Begin LISTING
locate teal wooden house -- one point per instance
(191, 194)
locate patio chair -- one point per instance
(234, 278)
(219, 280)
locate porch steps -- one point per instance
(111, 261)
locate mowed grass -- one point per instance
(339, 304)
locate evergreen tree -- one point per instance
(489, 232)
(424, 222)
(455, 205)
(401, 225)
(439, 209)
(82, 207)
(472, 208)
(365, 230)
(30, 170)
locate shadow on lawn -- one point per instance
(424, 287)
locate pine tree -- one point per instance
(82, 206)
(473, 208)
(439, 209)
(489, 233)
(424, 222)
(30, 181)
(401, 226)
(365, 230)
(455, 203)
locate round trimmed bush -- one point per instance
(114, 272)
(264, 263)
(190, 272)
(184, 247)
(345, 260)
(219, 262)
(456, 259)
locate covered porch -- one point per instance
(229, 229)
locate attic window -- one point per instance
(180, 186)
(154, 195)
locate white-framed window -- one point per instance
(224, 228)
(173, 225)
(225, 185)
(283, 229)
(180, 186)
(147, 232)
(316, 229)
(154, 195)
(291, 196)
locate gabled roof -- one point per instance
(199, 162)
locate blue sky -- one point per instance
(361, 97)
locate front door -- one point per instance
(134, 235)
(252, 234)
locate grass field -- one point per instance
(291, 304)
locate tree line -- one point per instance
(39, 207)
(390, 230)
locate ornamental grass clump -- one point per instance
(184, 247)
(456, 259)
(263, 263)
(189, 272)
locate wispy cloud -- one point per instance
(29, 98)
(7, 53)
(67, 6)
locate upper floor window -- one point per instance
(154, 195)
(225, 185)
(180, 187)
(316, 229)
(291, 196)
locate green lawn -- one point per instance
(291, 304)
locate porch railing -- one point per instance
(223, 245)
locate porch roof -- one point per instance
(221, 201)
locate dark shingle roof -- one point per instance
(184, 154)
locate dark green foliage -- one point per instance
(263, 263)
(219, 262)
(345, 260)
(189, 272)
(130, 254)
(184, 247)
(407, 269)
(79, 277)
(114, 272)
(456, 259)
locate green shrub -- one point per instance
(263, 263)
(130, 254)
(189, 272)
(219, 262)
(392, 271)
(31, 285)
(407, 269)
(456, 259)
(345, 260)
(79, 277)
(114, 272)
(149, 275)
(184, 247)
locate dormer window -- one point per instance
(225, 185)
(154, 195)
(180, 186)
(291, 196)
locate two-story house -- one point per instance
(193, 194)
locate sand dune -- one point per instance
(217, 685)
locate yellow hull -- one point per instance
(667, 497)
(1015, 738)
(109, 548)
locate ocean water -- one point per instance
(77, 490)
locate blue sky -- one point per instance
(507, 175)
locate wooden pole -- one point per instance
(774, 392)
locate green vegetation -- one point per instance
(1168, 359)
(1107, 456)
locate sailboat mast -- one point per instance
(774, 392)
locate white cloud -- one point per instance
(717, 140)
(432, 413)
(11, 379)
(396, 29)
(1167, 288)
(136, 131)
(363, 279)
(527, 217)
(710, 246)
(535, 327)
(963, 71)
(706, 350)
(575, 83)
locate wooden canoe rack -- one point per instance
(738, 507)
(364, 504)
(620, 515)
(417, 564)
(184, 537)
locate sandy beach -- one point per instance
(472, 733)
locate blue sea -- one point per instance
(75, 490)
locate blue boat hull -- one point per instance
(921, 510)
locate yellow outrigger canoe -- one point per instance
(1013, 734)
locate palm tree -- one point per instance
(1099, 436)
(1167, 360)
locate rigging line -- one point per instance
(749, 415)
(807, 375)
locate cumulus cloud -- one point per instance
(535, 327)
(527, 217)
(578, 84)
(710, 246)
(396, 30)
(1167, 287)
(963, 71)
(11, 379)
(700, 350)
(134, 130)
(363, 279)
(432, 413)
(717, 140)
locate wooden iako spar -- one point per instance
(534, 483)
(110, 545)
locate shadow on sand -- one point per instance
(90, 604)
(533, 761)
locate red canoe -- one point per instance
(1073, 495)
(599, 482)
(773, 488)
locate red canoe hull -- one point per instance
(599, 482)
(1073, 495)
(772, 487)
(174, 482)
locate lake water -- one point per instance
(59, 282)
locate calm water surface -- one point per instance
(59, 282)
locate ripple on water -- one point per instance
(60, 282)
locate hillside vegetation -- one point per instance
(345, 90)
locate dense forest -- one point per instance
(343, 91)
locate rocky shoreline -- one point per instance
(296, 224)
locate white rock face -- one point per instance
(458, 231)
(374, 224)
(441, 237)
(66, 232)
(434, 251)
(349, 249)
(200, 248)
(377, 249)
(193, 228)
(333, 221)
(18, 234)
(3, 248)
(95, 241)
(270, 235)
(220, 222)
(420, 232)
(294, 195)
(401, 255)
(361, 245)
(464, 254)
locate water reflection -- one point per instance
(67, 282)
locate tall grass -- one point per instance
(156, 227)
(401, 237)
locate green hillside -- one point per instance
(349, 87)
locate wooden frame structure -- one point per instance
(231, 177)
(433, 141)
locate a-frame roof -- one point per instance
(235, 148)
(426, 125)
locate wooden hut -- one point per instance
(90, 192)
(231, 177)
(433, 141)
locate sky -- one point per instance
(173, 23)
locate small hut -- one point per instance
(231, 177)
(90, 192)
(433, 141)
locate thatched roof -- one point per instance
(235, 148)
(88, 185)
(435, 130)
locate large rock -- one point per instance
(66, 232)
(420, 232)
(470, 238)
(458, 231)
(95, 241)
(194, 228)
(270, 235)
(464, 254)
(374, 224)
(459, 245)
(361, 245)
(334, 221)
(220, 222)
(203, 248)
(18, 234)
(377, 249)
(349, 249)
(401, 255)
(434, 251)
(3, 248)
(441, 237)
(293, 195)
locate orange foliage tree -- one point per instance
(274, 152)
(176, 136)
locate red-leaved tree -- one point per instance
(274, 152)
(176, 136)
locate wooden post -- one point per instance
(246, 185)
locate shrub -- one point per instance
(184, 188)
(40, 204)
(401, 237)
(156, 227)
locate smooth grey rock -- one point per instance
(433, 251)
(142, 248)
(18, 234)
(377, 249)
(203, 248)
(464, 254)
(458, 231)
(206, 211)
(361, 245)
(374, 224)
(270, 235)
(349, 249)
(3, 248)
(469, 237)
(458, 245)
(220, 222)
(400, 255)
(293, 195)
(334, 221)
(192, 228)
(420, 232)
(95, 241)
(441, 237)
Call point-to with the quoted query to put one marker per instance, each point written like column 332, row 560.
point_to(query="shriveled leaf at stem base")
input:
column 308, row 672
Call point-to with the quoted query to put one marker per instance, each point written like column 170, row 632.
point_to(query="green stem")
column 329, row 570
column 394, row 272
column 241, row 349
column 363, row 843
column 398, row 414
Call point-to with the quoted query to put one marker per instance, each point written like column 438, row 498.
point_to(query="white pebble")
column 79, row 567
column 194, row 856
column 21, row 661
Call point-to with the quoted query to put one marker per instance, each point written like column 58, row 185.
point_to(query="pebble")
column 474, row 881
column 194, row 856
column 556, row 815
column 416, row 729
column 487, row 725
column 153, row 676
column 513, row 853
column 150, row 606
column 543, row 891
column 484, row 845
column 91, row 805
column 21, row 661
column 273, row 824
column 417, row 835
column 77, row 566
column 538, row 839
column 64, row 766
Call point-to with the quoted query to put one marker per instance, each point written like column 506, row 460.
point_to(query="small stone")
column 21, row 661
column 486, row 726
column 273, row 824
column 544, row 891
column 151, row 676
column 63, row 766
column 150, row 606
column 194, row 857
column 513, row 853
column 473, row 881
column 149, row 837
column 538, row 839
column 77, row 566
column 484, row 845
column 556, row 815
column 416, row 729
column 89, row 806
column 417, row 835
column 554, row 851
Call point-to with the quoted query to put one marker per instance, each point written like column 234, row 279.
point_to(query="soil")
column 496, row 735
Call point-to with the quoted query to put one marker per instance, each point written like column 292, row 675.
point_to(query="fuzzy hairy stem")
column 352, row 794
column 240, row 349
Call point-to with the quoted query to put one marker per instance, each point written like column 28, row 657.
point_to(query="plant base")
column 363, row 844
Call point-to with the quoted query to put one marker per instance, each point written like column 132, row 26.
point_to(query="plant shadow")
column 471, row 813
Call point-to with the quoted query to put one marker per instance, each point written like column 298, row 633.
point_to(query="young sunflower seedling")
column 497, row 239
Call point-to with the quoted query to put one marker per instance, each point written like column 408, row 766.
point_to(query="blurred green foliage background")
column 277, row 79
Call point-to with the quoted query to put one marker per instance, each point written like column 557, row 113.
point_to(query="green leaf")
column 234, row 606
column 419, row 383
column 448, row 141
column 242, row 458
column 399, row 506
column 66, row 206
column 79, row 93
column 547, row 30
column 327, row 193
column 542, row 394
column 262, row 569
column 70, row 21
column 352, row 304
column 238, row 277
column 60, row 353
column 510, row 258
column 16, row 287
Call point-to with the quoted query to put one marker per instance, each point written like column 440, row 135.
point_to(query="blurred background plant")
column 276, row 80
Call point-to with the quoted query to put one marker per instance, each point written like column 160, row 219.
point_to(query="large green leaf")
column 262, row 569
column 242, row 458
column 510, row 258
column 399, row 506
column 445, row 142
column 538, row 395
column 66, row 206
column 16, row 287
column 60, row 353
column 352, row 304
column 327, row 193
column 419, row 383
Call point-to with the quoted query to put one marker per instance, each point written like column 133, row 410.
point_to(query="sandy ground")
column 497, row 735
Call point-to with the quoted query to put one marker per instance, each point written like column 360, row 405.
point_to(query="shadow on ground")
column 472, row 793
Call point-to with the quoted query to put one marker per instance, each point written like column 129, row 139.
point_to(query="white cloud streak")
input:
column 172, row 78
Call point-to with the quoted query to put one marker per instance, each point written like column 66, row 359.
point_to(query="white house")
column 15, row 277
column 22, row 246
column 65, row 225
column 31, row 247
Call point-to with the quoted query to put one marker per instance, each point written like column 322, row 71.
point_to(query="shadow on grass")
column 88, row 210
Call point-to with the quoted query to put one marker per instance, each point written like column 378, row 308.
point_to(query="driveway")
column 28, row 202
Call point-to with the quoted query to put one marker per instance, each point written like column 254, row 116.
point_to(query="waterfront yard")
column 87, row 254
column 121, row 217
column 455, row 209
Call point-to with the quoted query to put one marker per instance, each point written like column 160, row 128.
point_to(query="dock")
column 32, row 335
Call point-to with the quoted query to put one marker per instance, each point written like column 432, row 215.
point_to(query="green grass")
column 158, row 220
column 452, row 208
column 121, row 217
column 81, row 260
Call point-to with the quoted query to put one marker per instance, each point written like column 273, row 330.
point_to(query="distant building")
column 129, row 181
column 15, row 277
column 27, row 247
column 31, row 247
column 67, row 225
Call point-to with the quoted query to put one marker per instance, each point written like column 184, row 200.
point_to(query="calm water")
End LISTING
• [GOAL OF THE EXERCISE]
Repeat, character for character, the lines from the one that holds "322, row 71." to the final line of the material, inclusive, and no other lines.

• [ANSWER BELOW]
Call point-to with the quoted query to put one marker per instance, each point written like column 322, row 71.
point_to(query="shadow on grass")
column 88, row 210
Call point-to with the quoted query to put one marker per instance, each point written like column 378, row 308.
point_to(query="driveway")
column 28, row 202
Call point-to with the quoted query to put one marker per instance, each point written like column 254, row 116.
point_to(query="waterfront yard")
column 87, row 254
column 121, row 217
column 455, row 209
Call point-to with the quoted query to put one marker per instance, each point written like column 160, row 128.
point_to(query="dock")
column 32, row 335
Call point-to with the quoted query to put one marker per instance, each point written like column 432, row 215.
point_to(query="green grass")
column 158, row 220
column 452, row 208
column 121, row 217
column 81, row 260
Call point-to with the quoted query to put one marker per instance, each point written like column 273, row 330.
point_to(query="distant building")
column 129, row 181
column 15, row 277
column 27, row 247
column 31, row 247
column 67, row 225
Call point-to with the quoted query to put one marker per instance, each point written like column 184, row 200.
point_to(query="calm water")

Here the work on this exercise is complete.